▸ **Dataset rows**:

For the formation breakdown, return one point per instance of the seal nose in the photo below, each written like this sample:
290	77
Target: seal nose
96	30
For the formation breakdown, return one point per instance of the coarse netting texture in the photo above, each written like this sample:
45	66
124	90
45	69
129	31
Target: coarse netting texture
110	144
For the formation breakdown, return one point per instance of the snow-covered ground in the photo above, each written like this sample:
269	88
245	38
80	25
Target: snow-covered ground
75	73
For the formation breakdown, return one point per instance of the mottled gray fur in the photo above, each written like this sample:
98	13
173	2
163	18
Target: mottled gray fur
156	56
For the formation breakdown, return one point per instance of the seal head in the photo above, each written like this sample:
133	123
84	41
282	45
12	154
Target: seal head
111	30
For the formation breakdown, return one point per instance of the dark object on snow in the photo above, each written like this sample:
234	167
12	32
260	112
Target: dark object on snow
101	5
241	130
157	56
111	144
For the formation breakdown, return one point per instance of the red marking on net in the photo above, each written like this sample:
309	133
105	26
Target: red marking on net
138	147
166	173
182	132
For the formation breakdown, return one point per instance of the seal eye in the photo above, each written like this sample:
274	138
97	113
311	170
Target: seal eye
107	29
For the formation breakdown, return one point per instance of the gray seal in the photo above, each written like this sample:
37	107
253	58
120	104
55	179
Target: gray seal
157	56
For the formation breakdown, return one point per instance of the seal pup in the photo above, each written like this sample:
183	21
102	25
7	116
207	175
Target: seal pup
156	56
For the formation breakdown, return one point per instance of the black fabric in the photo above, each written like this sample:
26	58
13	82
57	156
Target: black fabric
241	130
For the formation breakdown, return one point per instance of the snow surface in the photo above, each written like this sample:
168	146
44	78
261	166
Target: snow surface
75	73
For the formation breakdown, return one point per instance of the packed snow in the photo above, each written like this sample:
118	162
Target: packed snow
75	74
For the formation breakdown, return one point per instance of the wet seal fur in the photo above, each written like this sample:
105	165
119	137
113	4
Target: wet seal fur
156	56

▸ **What the task requires**: Copy the records above word for word, from the line with "of the black" up to and including the final line of the records.

▸ **Correct answer**:
For the formation breakdown, return one point per instance of the black fabric in the photo above, each written like this sample:
26	58
13	82
57	156
Target: black fabric
241	130
For the formation breakdown, return one point per instance of the snow surface in the photo above, each written like this sample:
168	146
44	78
261	166
Target: snow surface
75	73
For the formation breakdown, return one point per instance of the packed snow in the photo above, each written like this sample:
118	162
Target: packed snow
75	74
For the formation breakdown, return one point per instance of the wet seal fur in the photo above, each written like this sample:
105	165
119	137
113	4
Target: wet seal fur
156	56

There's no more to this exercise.